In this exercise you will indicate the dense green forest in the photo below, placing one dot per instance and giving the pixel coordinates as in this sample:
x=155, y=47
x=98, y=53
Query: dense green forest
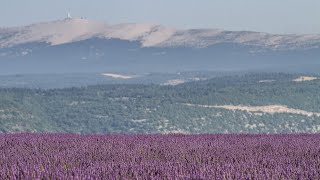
x=137, y=108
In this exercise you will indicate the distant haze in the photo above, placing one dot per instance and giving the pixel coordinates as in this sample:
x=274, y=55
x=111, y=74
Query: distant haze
x=273, y=16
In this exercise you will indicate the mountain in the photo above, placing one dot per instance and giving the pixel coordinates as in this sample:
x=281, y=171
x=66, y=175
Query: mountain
x=78, y=45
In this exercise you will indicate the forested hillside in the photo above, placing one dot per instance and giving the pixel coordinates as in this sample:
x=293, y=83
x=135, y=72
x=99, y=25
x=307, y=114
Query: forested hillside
x=252, y=103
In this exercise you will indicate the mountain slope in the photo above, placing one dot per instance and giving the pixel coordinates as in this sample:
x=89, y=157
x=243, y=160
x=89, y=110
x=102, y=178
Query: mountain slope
x=149, y=35
x=79, y=45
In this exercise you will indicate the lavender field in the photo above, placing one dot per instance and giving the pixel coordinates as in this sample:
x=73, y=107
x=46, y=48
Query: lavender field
x=58, y=156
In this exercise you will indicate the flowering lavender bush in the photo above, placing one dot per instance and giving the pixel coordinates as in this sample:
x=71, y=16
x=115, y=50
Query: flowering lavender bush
x=59, y=156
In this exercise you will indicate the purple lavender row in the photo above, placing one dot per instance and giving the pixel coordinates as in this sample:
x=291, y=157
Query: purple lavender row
x=59, y=156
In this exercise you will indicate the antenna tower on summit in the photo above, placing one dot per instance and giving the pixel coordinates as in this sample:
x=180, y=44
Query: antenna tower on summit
x=69, y=15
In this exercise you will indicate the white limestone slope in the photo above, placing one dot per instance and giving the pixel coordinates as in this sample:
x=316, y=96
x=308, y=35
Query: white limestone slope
x=150, y=35
x=271, y=109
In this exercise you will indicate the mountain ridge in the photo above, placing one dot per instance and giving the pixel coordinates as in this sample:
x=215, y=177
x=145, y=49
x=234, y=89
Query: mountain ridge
x=149, y=35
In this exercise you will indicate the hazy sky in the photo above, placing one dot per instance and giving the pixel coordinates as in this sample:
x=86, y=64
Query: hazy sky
x=275, y=16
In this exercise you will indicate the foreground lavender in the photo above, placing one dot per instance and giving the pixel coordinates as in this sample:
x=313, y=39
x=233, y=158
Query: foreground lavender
x=29, y=156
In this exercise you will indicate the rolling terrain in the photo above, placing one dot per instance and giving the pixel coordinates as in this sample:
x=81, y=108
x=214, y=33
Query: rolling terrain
x=251, y=103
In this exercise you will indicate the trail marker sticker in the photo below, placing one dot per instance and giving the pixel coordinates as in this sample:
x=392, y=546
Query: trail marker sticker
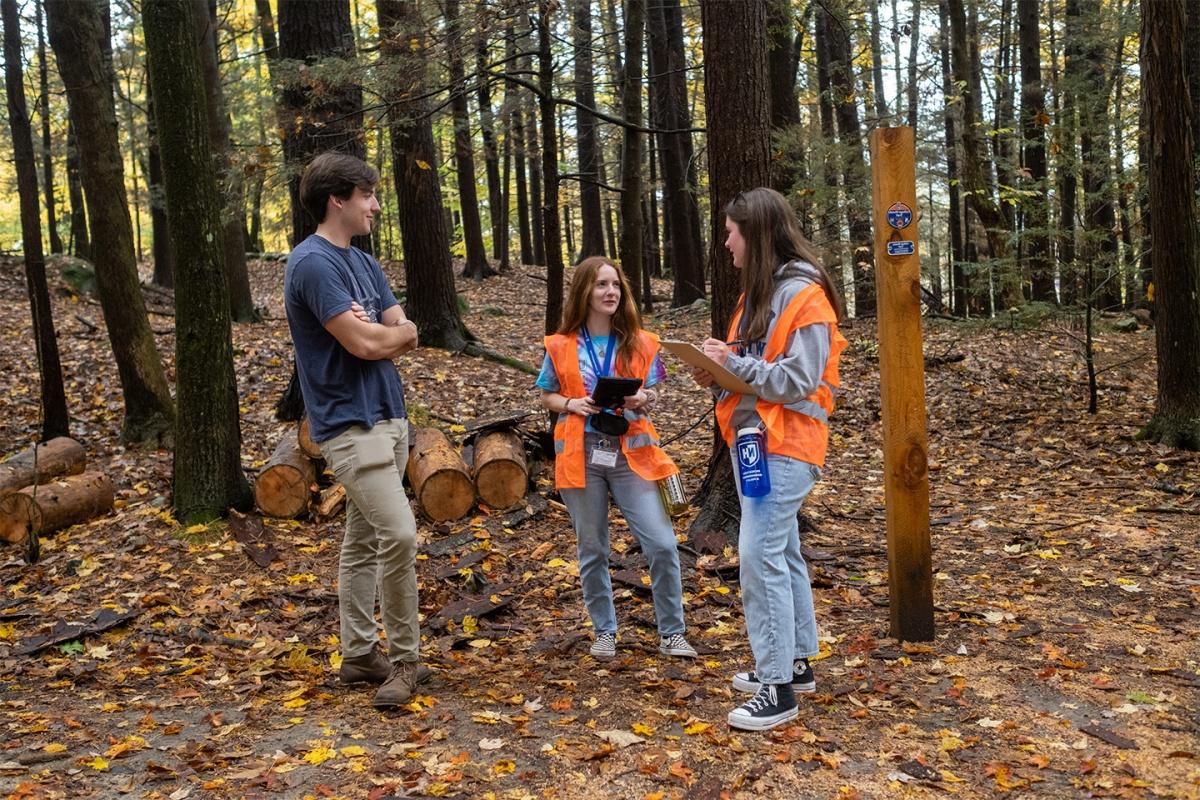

▸ Consigne: Mets toutes les données ci-dessus sous forme de liste JSON de chaînes, avec une chaîne par ligne et sans les lignes vides. Laisse les images de côté.

▸ Réponse complète:
[
  "In this exercise you will indicate the dense green forest in the photo below, placing one dot per instance and giving the pixel coordinates as in this sample:",
  "x=155, y=47",
  "x=98, y=53",
  "Query: dense green forest",
  "x=137, y=108",
  "In this exercise you will indicate the distant haze in the photo above, placing one dot per instance and giving the pixel coordinates as in this sample:",
  "x=274, y=55",
  "x=111, y=74",
  "Query: distant haze",
  "x=273, y=16",
  "In this exercise you will indicate the mountain in the photo above, placing one dot per instance and giving the pixel coordinates as in this sample:",
  "x=281, y=171",
  "x=66, y=175",
  "Query: mountain",
  "x=78, y=45",
  "In this exercise you will indicate the forested hillside in the photo above, placing one dot per instance and giving the pixel coordinates as in this sample:",
  "x=293, y=83",
  "x=135, y=72",
  "x=99, y=25",
  "x=307, y=114",
  "Query: forested hillside",
  "x=252, y=103",
  "In this exercise you will indicate the mountain slope in the photo above, placing one dot per instance and giving the pixel coordinates as in this sample:",
  "x=89, y=157",
  "x=243, y=160",
  "x=89, y=110",
  "x=102, y=178",
  "Query: mountain slope",
  "x=149, y=35",
  "x=79, y=45",
  "In this exercise you will indicate the lavender field in the photo above, placing one dot per instance and giving the pixel coordinates as in this sample:",
  "x=73, y=107",
  "x=46, y=48",
  "Query: lavender field",
  "x=58, y=156",
  "In this exercise you will indicate the flowering lavender bush in the photo above, placing one dot per instance and giving the pixel coordinates as in this sample:",
  "x=71, y=16",
  "x=115, y=50",
  "Query: flowering lavender bush",
  "x=59, y=156",
  "In this exercise you will indicate the purple lavender row in the photo above, placing one dot per instance and giving the pixel coordinates as in this sample:",
  "x=291, y=157",
  "Query: purple lavender row",
  "x=59, y=156",
  "In this exercise you will indicate the antenna tower on summit in the photo above, placing one dot per instance and giving the pixel coordinates as in this sample:",
  "x=180, y=44",
  "Query: antenna tower on summit",
  "x=69, y=15",
  "In this exercise you will indicate the white limestone slope in the photo above, placing one dot per instance and giving the pixel coordinates as in this sample:",
  "x=316, y=96",
  "x=308, y=35",
  "Query: white limestone slope",
  "x=150, y=35",
  "x=271, y=109",
  "In this exercise you will indicate the mountain ridge in the photo above, placing one dot per instance and giving the pixel coordinates as in this sample:",
  "x=215, y=177",
  "x=145, y=49",
  "x=234, y=89",
  "Query: mountain ridge",
  "x=149, y=35",
  "In this exercise you will indicate the hazy sky in the photo above, placing one dot per instance and giving the pixel coordinates as in this sample:",
  "x=86, y=64",
  "Query: hazy sky",
  "x=275, y=16",
  "In this exercise you will indicate the foreground lavender in the photo above, placing one dot per instance and giving the pixel coordinates as in this sample:",
  "x=313, y=39",
  "x=233, y=158",
  "Query: foreground lavender",
  "x=29, y=156",
  "In this exercise you will indicate the rolling terrain in the photo above, placing one dot per instance and giving the pixel coordinates as in this sample:",
  "x=81, y=108",
  "x=214, y=33",
  "Query: rolling terrain",
  "x=251, y=103",
  "In this exercise you will indicate the trail marker sticker in the photo below, placing one dot per instance and giving the pixel coordinates as in this sample:",
  "x=392, y=546",
  "Query: trail marker sticker"
]